» **Stated exercise**: Reproduce the data between the line containing "Where can the building" and the line containing "<point>1015,169</point>", inclusive, without changing anything.

» **Material to process**:
::::

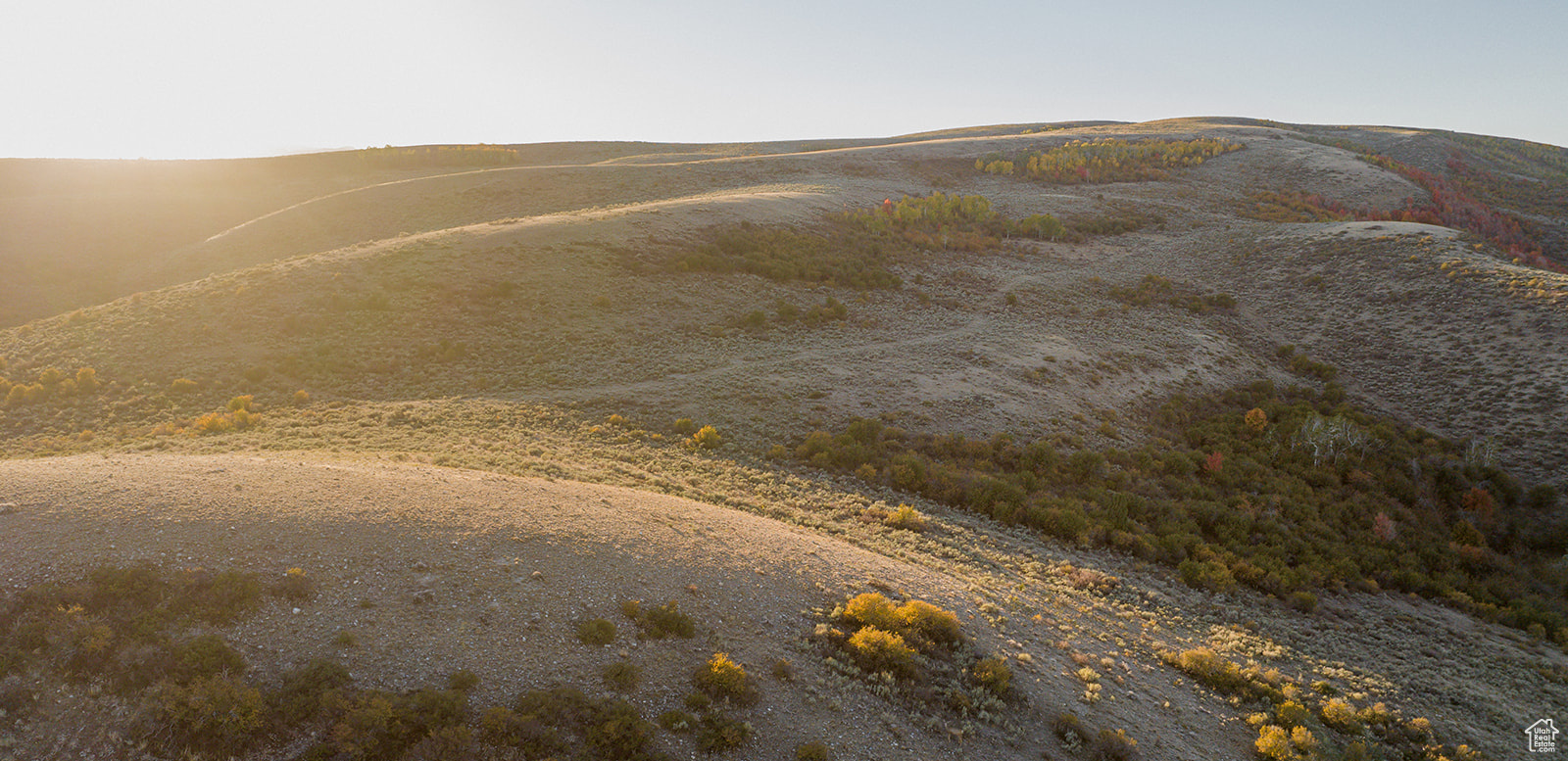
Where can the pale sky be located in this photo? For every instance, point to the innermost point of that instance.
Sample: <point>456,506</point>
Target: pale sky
<point>184,78</point>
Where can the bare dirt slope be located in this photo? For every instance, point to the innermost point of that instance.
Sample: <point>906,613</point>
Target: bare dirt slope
<point>435,570</point>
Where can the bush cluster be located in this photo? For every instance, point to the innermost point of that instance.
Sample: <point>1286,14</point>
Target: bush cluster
<point>1160,290</point>
<point>1282,491</point>
<point>665,620</point>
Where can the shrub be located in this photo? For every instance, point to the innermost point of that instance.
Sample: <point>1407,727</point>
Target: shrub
<point>877,650</point>
<point>1070,730</point>
<point>1291,714</point>
<point>208,656</point>
<point>717,734</point>
<point>310,690</point>
<point>812,752</point>
<point>1274,742</point>
<point>621,675</point>
<point>216,423</point>
<point>725,679</point>
<point>906,517</point>
<point>930,622</point>
<point>706,439</point>
<point>596,632</point>
<point>209,713</point>
<point>1301,600</point>
<point>995,675</point>
<point>665,620</point>
<point>1113,745</point>
<point>16,697</point>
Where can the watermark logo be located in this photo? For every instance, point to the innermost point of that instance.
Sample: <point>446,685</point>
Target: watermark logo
<point>1542,737</point>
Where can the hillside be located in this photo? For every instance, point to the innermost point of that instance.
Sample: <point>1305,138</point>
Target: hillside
<point>1043,323</point>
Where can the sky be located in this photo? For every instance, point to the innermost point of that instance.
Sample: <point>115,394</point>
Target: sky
<point>185,78</point>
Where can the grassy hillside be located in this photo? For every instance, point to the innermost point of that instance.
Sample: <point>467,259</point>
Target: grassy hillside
<point>1290,371</point>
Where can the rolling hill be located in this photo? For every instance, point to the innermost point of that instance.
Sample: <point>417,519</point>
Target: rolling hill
<point>1164,397</point>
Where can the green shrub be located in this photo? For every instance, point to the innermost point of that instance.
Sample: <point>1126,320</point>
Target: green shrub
<point>717,734</point>
<point>310,690</point>
<point>665,620</point>
<point>209,656</point>
<point>706,439</point>
<point>812,752</point>
<point>1113,745</point>
<point>1291,714</point>
<point>596,632</point>
<point>1301,600</point>
<point>621,675</point>
<point>995,675</point>
<point>16,698</point>
<point>295,585</point>
<point>1341,716</point>
<point>877,650</point>
<point>463,680</point>
<point>676,721</point>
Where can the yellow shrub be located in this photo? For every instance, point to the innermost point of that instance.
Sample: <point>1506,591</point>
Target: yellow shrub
<point>1293,713</point>
<point>1274,742</point>
<point>880,650</point>
<point>930,622</point>
<point>906,517</point>
<point>721,677</point>
<point>874,609</point>
<point>214,423</point>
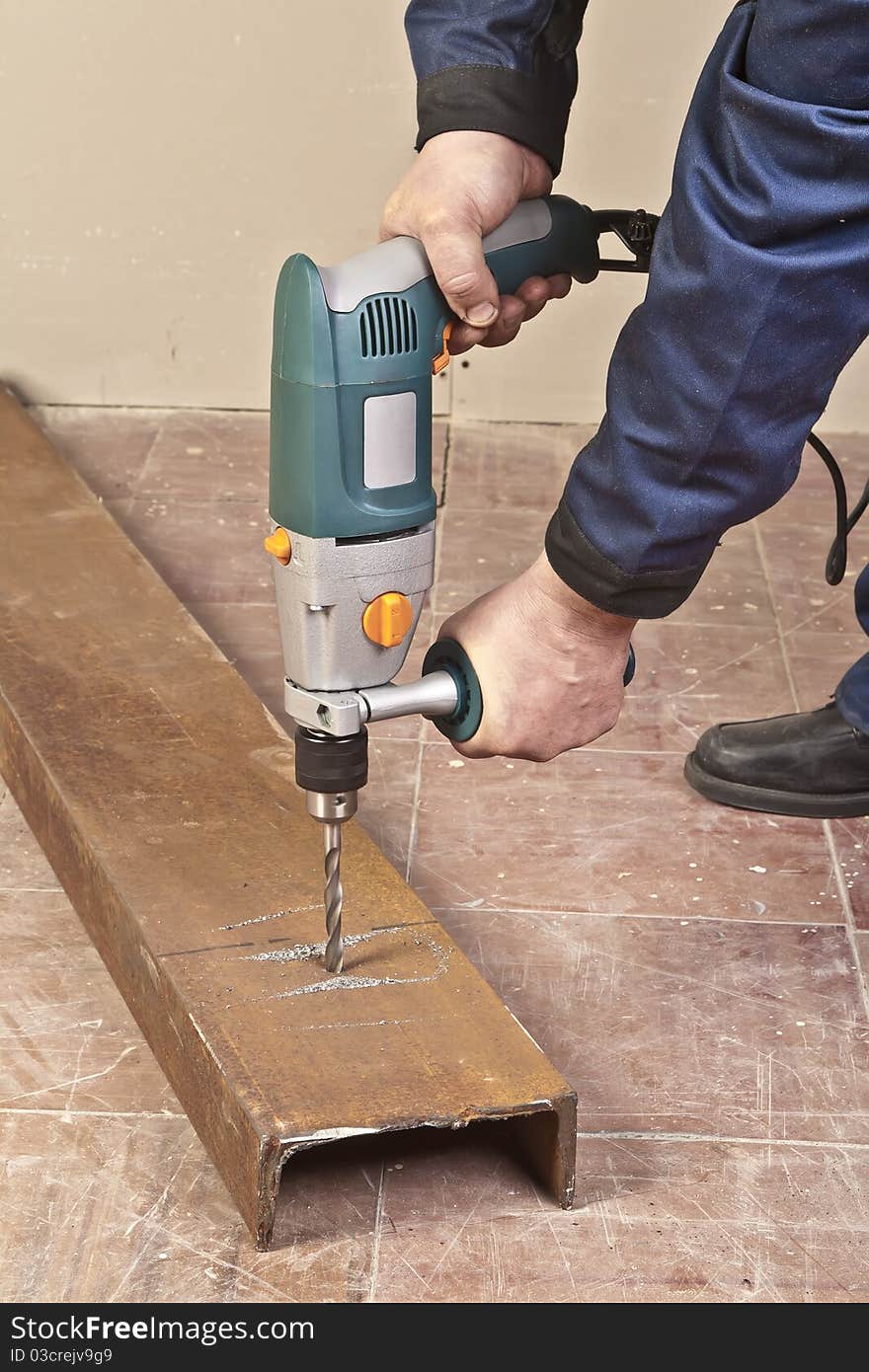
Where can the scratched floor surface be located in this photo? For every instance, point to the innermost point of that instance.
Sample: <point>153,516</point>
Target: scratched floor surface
<point>695,971</point>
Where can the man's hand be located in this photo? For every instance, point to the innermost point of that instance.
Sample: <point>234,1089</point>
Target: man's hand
<point>549,665</point>
<point>461,187</point>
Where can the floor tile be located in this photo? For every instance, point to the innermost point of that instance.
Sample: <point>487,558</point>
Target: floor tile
<point>685,964</point>
<point>689,679</point>
<point>479,553</point>
<point>108,446</point>
<point>655,1223</point>
<point>819,660</point>
<point>207,454</point>
<point>851,843</point>
<point>203,553</point>
<point>22,862</point>
<point>736,1029</point>
<point>585,833</point>
<point>101,1209</point>
<point>511,467</point>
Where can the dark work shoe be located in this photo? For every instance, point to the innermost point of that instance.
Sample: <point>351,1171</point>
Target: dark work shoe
<point>795,764</point>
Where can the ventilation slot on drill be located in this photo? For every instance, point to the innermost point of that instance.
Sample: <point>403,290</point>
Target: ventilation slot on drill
<point>387,326</point>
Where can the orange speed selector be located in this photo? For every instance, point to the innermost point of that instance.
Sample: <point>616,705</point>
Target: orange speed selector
<point>278,545</point>
<point>387,619</point>
<point>442,358</point>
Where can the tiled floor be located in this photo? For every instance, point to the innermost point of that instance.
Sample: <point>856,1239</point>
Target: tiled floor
<point>693,970</point>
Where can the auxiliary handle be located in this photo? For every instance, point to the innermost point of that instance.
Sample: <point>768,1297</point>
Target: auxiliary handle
<point>449,656</point>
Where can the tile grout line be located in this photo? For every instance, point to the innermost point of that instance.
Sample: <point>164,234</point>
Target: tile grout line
<point>628,914</point>
<point>828,830</point>
<point>94,1114</point>
<point>378,1235</point>
<point>641,1136</point>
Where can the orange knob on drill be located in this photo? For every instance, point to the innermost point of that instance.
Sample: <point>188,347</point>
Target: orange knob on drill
<point>387,619</point>
<point>278,545</point>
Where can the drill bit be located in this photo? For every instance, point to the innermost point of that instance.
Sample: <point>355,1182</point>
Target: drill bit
<point>334,897</point>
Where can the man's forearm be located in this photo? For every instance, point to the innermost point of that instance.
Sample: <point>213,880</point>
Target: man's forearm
<point>502,67</point>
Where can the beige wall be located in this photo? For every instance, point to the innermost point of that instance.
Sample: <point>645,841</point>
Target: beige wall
<point>162,157</point>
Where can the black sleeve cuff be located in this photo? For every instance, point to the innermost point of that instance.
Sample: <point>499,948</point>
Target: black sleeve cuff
<point>526,109</point>
<point>598,580</point>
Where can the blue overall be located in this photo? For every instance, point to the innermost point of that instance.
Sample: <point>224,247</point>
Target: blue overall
<point>758,291</point>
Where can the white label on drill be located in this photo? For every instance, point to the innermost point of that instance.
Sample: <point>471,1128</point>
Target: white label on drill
<point>390,439</point>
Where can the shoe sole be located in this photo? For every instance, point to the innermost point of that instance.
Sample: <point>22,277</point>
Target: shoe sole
<point>773,801</point>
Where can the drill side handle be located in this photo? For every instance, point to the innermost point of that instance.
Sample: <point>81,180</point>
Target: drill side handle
<point>446,654</point>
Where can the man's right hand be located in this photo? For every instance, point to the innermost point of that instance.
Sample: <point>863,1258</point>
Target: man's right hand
<point>461,187</point>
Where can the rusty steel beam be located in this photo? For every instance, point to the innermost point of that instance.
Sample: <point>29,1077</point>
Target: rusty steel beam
<point>162,794</point>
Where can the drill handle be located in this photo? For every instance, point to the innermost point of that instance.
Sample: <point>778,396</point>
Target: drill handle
<point>446,654</point>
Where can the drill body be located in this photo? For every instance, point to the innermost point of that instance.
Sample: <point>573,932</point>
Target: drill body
<point>351,495</point>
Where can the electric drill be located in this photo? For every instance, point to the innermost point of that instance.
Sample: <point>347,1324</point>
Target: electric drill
<point>351,496</point>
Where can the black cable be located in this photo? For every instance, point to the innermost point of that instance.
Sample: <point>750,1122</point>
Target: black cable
<point>837,556</point>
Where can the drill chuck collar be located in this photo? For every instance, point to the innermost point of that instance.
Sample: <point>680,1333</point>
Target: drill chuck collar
<point>330,764</point>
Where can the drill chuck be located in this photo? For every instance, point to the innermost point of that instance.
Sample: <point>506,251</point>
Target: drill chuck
<point>330,764</point>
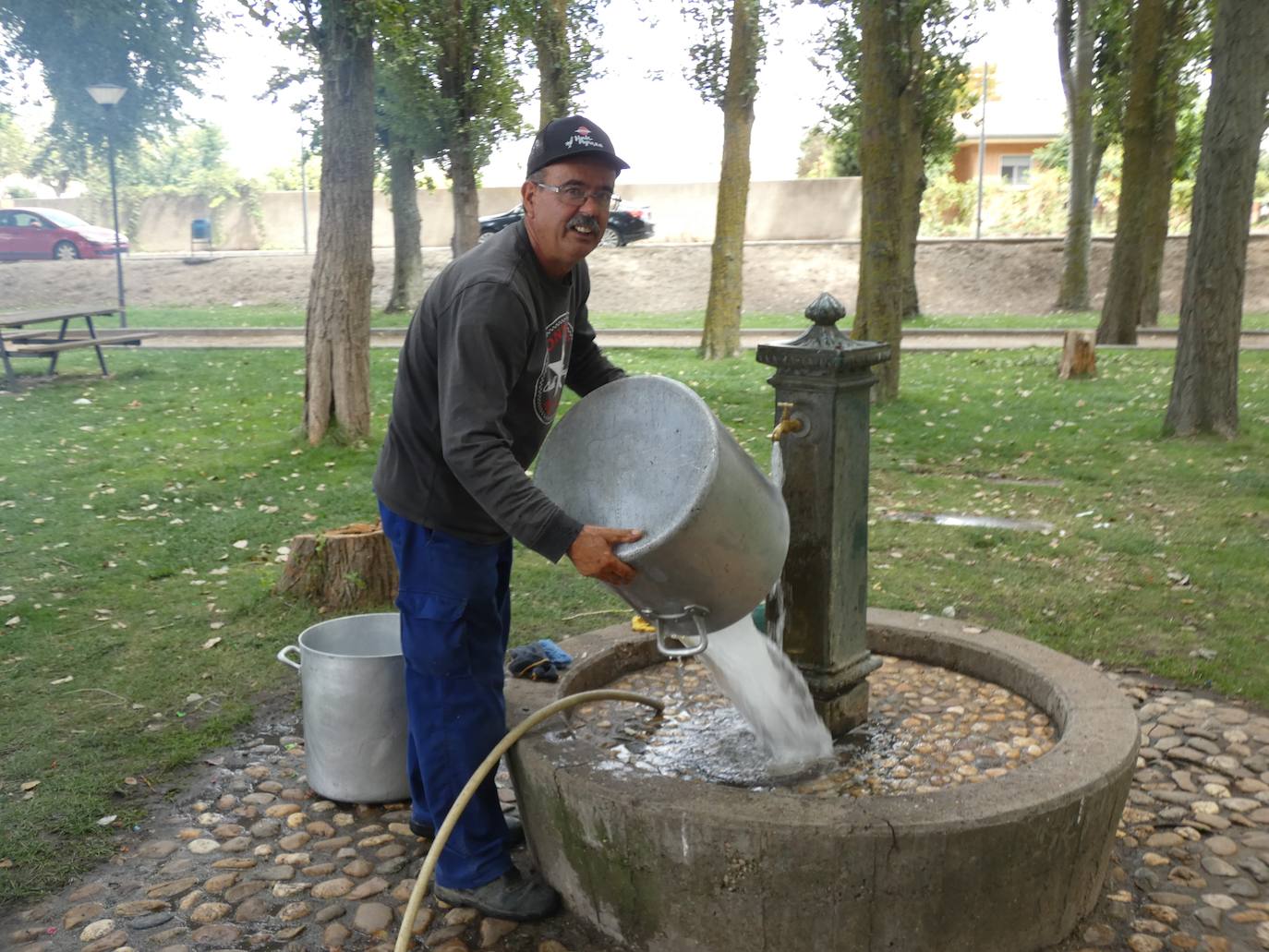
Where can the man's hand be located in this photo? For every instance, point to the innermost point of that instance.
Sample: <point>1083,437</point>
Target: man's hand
<point>593,554</point>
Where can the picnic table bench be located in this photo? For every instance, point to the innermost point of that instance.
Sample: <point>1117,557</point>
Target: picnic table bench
<point>19,339</point>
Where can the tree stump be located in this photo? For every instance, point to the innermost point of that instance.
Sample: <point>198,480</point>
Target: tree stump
<point>345,568</point>
<point>1079,356</point>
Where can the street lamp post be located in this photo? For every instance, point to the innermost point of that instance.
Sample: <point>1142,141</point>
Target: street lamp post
<point>107,95</point>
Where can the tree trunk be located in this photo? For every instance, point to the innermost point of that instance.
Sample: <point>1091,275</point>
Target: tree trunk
<point>912,187</point>
<point>406,223</point>
<point>1149,148</point>
<point>340,569</point>
<point>879,301</point>
<point>721,335</point>
<point>1204,396</point>
<point>338,325</point>
<point>462,185</point>
<point>1078,84</point>
<point>551,41</point>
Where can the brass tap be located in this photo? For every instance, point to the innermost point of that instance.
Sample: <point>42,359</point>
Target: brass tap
<point>786,424</point>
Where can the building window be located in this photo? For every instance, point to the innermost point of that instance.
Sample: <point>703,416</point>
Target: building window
<point>1015,169</point>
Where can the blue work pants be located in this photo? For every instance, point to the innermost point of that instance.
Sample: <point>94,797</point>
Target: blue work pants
<point>455,616</point>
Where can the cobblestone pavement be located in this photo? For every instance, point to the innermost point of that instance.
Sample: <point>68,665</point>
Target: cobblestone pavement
<point>253,860</point>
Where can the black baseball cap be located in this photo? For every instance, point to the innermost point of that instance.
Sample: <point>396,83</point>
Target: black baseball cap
<point>569,138</point>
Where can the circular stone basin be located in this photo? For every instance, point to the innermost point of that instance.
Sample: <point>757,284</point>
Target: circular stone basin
<point>928,729</point>
<point>1007,864</point>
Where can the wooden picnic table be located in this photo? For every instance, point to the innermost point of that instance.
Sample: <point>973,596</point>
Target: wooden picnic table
<point>18,338</point>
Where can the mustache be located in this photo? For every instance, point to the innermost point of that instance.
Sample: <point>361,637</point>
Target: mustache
<point>584,220</point>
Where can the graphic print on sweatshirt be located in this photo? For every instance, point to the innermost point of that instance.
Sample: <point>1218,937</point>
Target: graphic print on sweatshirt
<point>555,368</point>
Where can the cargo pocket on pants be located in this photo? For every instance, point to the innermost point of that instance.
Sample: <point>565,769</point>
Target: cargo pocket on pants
<point>434,633</point>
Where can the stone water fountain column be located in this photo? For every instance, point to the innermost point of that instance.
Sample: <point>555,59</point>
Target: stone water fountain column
<point>823,383</point>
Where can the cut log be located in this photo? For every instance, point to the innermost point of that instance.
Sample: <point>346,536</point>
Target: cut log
<point>345,568</point>
<point>1079,355</point>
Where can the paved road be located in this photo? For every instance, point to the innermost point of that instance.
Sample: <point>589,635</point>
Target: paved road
<point>916,339</point>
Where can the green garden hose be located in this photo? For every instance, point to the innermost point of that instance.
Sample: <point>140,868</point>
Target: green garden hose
<point>490,762</point>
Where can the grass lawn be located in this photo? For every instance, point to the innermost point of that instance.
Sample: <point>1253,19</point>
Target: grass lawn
<point>141,521</point>
<point>284,316</point>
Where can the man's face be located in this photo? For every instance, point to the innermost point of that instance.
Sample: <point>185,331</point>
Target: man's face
<point>563,233</point>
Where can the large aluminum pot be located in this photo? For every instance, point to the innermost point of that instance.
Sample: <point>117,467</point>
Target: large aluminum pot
<point>647,453</point>
<point>352,684</point>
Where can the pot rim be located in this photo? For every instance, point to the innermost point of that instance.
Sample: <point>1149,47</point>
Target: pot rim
<point>308,650</point>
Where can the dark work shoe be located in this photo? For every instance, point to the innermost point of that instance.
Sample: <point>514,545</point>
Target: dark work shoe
<point>514,832</point>
<point>513,895</point>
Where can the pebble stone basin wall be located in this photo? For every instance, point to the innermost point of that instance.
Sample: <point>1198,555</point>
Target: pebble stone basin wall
<point>1003,866</point>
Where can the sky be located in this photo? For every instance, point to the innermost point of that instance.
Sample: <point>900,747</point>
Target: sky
<point>657,121</point>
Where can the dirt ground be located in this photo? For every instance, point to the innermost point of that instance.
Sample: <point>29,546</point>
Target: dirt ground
<point>953,277</point>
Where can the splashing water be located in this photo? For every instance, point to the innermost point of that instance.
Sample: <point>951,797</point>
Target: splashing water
<point>770,694</point>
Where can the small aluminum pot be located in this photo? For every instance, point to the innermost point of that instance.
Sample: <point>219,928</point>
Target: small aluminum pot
<point>647,453</point>
<point>352,684</point>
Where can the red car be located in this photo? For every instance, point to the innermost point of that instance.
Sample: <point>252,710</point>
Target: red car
<point>51,233</point>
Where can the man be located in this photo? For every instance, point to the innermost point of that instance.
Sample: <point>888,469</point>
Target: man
<point>498,335</point>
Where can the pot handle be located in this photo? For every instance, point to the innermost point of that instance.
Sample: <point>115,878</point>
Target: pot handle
<point>697,613</point>
<point>282,656</point>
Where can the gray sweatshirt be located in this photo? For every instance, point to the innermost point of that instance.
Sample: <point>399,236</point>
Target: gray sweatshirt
<point>481,372</point>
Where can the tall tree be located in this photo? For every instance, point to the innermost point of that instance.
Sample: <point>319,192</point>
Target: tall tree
<point>462,56</point>
<point>726,58</point>
<point>563,34</point>
<point>1204,396</point>
<point>1075,50</point>
<point>338,324</point>
<point>936,38</point>
<point>1159,51</point>
<point>153,48</point>
<point>883,78</point>
<point>339,33</point>
<point>406,134</point>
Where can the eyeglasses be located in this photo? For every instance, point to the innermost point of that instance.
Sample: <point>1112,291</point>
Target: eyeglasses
<point>576,196</point>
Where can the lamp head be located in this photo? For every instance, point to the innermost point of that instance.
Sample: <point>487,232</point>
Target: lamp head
<point>107,93</point>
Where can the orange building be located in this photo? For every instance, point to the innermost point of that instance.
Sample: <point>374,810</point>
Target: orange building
<point>1023,114</point>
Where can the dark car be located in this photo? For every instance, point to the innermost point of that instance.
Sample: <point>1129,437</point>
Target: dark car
<point>51,233</point>
<point>624,225</point>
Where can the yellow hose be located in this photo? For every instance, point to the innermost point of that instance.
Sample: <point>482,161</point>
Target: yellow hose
<point>438,843</point>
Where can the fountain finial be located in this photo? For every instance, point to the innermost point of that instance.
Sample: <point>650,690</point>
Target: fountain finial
<point>825,310</point>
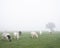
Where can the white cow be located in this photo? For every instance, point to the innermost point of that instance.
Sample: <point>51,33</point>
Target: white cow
<point>34,34</point>
<point>16,35</point>
<point>6,36</point>
<point>40,32</point>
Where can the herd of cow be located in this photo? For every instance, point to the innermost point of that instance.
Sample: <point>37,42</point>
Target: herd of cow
<point>16,35</point>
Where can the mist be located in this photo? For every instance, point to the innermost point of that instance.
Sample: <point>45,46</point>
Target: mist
<point>27,15</point>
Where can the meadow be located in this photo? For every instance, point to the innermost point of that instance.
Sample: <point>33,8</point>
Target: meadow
<point>45,40</point>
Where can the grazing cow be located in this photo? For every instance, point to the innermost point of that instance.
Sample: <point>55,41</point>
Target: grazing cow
<point>6,36</point>
<point>40,32</point>
<point>16,35</point>
<point>20,32</point>
<point>34,34</point>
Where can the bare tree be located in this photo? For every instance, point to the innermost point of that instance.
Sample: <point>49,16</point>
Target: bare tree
<point>50,26</point>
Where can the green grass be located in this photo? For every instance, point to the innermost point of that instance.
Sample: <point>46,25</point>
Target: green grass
<point>44,41</point>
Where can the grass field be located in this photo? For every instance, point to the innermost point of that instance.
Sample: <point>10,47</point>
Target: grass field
<point>44,41</point>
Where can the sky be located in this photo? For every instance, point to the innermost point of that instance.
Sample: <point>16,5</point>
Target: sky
<point>26,15</point>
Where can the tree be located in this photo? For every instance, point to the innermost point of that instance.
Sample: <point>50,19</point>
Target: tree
<point>50,26</point>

::::

» **Result for this task**:
Where can the building window be located in this photo? For every instance, point to the innermost point of that instance.
Sample: <point>703,416</point>
Target: building window
<point>1015,169</point>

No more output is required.